> **Task description**: Each entry is to be retyped exactly as it stands.

> **Stored items**:
·····
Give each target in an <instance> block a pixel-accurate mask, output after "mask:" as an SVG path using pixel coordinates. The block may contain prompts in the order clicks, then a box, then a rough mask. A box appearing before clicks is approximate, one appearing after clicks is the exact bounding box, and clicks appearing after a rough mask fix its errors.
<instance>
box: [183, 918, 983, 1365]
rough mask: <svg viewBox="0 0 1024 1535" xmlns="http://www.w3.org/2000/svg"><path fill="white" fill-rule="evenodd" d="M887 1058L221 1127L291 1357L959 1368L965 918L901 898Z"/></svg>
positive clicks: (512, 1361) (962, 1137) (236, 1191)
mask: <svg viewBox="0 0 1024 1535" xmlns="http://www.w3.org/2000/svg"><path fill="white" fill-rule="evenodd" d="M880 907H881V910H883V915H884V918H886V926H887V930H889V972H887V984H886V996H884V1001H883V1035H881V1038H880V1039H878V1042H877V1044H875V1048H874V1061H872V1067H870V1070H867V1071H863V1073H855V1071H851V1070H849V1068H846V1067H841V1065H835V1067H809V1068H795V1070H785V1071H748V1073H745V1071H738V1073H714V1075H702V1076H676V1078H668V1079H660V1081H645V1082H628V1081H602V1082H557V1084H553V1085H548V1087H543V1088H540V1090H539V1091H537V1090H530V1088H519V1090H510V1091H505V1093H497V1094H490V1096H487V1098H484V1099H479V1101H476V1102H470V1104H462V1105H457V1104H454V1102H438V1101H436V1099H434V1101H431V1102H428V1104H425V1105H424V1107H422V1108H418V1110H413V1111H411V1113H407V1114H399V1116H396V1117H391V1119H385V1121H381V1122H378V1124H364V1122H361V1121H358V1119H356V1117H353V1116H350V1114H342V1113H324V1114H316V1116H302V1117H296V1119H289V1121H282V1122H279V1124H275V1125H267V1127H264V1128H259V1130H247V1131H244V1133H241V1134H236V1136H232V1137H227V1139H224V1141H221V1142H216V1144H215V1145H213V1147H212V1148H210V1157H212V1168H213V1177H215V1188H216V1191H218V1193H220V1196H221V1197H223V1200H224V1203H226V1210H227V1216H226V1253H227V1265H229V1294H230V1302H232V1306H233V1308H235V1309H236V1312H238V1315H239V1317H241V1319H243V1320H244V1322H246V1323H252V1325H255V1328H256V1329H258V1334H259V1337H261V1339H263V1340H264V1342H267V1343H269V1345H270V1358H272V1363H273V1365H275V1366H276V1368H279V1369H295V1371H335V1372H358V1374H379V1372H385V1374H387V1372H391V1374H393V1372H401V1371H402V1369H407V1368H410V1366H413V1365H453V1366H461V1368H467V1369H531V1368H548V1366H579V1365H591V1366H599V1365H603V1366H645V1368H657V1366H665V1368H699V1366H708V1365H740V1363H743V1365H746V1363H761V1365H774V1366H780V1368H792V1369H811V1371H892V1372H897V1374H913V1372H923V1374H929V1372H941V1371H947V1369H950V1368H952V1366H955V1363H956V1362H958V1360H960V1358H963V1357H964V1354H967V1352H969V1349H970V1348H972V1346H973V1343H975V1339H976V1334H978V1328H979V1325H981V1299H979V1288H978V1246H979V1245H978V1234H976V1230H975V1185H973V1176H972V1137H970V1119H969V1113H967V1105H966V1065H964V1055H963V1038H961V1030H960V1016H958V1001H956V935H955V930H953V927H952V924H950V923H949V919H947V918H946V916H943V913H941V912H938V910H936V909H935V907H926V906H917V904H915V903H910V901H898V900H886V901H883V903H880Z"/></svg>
·····
> **Result of the exercise**:
Give each target in an <instance> block a pixel-accurate mask, output after "mask:" as an SVG path using pixel coordinates. The block may contain prompts in the order clicks, then a box, then a rough mask. A box appearing before clicks is approximate, one appearing after clicks is the exact bounding box, and clicks appearing after a rough mask fix its errors.
<instance>
box: [183, 918, 983, 1365]
rough mask: <svg viewBox="0 0 1024 1535" xmlns="http://www.w3.org/2000/svg"><path fill="white" fill-rule="evenodd" d="M887 1058L221 1127L291 1357L959 1368L965 918L901 898Z"/></svg>
positive clicks: (512, 1361) (962, 1137) (236, 1191)
mask: <svg viewBox="0 0 1024 1535" xmlns="http://www.w3.org/2000/svg"><path fill="white" fill-rule="evenodd" d="M880 907H881V910H883V915H884V918H886V926H887V930H889V972H887V984H886V996H884V1001H883V1035H881V1038H880V1039H878V1042H877V1044H875V1048H874V1061H872V1067H870V1070H867V1071H863V1073H855V1071H851V1070H849V1068H846V1067H841V1065H835V1067H809V1068H795V1070H785V1071H748V1073H745V1071H738V1073H714V1075H702V1076H676V1078H668V1079H660V1081H645V1082H628V1081H602V1082H557V1084H553V1085H548V1087H543V1088H540V1090H539V1091H537V1090H530V1088H519V1090H510V1091H505V1093H497V1094H490V1096H487V1098H484V1099H479V1101H476V1102H470V1104H462V1105H457V1104H454V1102H438V1101H436V1099H434V1101H431V1102H428V1104H425V1105H424V1107H422V1108H418V1110H413V1111H411V1113H407V1114H399V1116H396V1117H391V1119H385V1121H381V1122H378V1124H364V1122H361V1121H358V1119H356V1117H353V1116H350V1114H342V1113H324V1114H316V1116H302V1117H296V1119H289V1121H282V1122H279V1124H275V1125H267V1127H264V1128H259V1130H247V1131H244V1133H241V1134H236V1136H232V1137H227V1139H224V1141H221V1142H216V1144H215V1145H213V1147H212V1148H210V1157H212V1168H213V1177H215V1188H216V1191H218V1193H220V1196H221V1197H223V1200H224V1203H226V1210H227V1216H226V1253H227V1265H229V1294H230V1302H232V1306H233V1308H235V1309H236V1312H238V1315H239V1317H241V1319H243V1320H244V1322H246V1323H252V1325H255V1328H256V1329H258V1334H259V1337H261V1339H263V1340H264V1342H267V1343H269V1345H270V1358H272V1363H273V1365H275V1366H276V1368H279V1369H295V1371H335V1372H358V1374H379V1372H385V1374H387V1372H391V1374H393V1372H401V1371H402V1369H407V1368H410V1366H413V1365H453V1366H461V1368H467V1369H531V1368H548V1366H579V1365H591V1366H599V1365H603V1366H645V1368H657V1366H665V1368H699V1366H708V1365H740V1363H743V1365H746V1363H761V1365H774V1366H780V1368H792V1369H811V1371H892V1372H897V1374H913V1372H923V1374H929V1372H941V1371H947V1369H950V1368H952V1366H955V1363H956V1362H958V1360H960V1358H963V1357H964V1354H967V1352H969V1349H970V1348H972V1346H973V1343H975V1339H976V1334H978V1328H979V1325H981V1299H979V1288H978V1246H979V1245H978V1234H976V1230H975V1185H973V1176H972V1137H970V1119H969V1113H967V1105H966V1065H964V1055H963V1038H961V1030H960V1016H958V1001H956V935H955V930H953V927H952V924H950V923H949V919H947V918H946V916H943V913H941V912H938V910H936V909H935V907H926V906H917V904H915V903H910V901H898V900H886V901H883V903H880Z"/></svg>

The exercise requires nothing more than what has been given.